─── ENTRIES SUPPLIED

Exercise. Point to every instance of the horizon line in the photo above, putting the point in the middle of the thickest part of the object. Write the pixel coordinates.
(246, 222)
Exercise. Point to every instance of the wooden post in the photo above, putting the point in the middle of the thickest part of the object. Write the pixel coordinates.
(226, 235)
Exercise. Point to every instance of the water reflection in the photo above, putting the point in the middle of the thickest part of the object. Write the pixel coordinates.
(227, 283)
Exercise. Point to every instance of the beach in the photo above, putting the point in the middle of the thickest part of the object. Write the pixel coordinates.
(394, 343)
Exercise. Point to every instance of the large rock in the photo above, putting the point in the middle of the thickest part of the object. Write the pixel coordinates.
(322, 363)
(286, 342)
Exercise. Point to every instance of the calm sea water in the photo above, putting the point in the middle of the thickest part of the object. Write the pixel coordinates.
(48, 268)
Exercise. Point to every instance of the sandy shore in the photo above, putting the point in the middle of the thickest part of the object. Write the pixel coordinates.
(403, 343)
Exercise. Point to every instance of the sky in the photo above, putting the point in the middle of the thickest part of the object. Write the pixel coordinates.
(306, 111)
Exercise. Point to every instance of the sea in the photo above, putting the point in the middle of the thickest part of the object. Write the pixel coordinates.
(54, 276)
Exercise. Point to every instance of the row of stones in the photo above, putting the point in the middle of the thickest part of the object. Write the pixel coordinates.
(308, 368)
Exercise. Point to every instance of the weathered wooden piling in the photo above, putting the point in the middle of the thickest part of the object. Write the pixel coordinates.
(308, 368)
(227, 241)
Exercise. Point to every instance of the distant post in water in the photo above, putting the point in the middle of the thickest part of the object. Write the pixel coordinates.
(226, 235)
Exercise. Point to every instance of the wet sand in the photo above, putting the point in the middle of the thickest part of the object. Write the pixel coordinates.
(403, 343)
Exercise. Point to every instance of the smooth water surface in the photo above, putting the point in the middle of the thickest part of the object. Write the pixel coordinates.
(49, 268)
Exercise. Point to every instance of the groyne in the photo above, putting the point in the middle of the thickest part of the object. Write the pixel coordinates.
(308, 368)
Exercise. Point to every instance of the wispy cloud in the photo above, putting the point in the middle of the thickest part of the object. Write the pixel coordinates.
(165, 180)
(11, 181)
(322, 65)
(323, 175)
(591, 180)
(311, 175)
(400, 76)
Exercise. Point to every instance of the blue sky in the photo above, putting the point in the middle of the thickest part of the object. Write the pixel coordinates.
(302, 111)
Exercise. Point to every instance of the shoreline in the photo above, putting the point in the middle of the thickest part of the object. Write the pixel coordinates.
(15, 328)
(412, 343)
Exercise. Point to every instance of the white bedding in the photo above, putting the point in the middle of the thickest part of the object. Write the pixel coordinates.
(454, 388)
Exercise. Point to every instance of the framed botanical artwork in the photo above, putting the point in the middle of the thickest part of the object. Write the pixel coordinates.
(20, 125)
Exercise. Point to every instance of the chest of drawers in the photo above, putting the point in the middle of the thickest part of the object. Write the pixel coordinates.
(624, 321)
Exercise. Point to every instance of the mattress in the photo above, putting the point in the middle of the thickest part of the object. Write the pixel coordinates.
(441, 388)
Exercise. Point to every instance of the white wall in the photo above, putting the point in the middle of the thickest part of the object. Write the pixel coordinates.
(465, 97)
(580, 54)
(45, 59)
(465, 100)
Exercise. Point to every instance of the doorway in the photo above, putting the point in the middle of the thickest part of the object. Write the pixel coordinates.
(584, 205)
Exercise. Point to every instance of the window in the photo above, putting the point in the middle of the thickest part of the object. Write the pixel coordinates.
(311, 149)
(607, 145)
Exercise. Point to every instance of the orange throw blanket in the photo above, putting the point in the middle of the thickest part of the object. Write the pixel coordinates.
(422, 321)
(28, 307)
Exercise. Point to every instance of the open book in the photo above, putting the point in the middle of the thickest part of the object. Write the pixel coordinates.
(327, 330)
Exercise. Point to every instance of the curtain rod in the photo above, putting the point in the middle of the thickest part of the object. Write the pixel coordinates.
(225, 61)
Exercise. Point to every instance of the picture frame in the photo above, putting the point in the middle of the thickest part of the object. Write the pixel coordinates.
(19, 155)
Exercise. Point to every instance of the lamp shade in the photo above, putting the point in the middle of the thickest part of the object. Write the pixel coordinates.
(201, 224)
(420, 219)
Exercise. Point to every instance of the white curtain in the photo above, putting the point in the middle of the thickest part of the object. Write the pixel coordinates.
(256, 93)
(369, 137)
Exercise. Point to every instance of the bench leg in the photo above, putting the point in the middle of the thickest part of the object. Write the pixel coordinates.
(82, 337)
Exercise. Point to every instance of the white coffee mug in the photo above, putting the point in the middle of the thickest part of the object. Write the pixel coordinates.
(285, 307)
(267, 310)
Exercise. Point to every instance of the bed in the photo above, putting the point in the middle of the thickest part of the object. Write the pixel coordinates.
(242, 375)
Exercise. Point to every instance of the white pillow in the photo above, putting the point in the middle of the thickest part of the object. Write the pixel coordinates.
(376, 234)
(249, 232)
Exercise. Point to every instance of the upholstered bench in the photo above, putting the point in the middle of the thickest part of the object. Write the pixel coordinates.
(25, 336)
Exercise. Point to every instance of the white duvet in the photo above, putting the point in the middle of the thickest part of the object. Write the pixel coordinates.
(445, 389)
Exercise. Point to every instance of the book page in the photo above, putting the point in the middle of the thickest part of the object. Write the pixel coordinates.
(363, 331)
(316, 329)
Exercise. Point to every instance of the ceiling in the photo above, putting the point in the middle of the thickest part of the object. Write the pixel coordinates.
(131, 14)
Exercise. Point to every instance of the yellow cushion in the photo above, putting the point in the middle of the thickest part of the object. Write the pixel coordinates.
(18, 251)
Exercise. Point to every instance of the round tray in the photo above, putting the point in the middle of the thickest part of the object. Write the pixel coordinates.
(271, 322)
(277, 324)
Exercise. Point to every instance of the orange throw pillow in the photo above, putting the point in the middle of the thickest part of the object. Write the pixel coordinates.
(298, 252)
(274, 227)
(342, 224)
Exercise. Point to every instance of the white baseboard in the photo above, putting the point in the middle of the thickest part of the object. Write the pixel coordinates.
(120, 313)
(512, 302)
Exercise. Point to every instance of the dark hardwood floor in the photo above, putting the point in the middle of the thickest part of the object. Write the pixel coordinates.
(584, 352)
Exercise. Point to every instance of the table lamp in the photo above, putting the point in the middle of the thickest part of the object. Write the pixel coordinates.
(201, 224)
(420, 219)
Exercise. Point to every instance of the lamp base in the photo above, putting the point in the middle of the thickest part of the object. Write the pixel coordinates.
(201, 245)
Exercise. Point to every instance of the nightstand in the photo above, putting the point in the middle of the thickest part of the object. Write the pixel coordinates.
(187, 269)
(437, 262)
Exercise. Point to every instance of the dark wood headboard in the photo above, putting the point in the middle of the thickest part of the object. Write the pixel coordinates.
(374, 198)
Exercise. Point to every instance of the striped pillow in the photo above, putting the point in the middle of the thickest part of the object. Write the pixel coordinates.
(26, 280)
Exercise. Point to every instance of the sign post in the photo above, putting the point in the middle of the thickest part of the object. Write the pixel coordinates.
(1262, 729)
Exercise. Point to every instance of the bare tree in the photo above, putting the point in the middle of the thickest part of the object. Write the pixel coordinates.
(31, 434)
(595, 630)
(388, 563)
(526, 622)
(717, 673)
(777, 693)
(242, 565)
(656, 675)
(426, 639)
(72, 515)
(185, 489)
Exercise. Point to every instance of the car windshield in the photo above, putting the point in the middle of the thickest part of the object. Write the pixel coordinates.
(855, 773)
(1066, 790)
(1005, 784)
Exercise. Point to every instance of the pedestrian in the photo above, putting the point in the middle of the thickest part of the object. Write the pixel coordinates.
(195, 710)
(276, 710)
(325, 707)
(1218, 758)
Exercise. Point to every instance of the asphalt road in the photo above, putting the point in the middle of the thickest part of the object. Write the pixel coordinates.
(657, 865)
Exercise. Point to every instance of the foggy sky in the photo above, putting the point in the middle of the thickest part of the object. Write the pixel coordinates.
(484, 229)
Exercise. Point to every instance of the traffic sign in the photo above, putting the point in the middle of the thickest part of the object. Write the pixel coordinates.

──────

● **WRITTEN PROBLEM**: Starting at the line that contains "Exercise. Point to every instance of the striped", output each remaining line of the listing, the last line included, exactly as it appears.

● **THE SOLUTION**:
Exercise. Point to every instance of the striped pillow in the photo above, putting the point in the middle of the thickest part of the object. Write the pixel coordinates.
(26, 280)
Exercise. Point to every instance of the sign post in the photo above, putting the point in the middle of the thickest part of the object. Write the pixel coordinates.
(1262, 729)
Exercise. Point to every instance of the bare tree in the photo above, putting the point in the middle of the thickest part of the object. Write the pixel coordinates.
(31, 434)
(595, 630)
(388, 563)
(526, 622)
(717, 673)
(777, 693)
(242, 565)
(656, 675)
(426, 639)
(72, 515)
(185, 489)
Exercise. Point to every instance of the car windshield in the photo above, putting the point in the middle of the thickest part of the object. Write the pixel coordinates.
(855, 773)
(1066, 790)
(1005, 784)
Exercise. Point to every instance of the pedestrian in the photo above, putting the point in the middle of the thickest part of the object. Write the pixel coordinates.
(195, 710)
(276, 710)
(325, 707)
(1218, 758)
Exercise. Point to every instance of the asphalt road in the photo above, putting the point in the middle of the thickest part of the object. Write the pixel coordinates.
(657, 865)
Exercise. Point to every instance of the foggy sky in the photo above, putting the point in the middle of the thickest part of the object. Write the pixel coordinates.
(484, 229)
Exercise. Point to every instance of the traffic sign in the photo above, putting the point in the middle of the thickest part of the object. Write the pixel coordinates.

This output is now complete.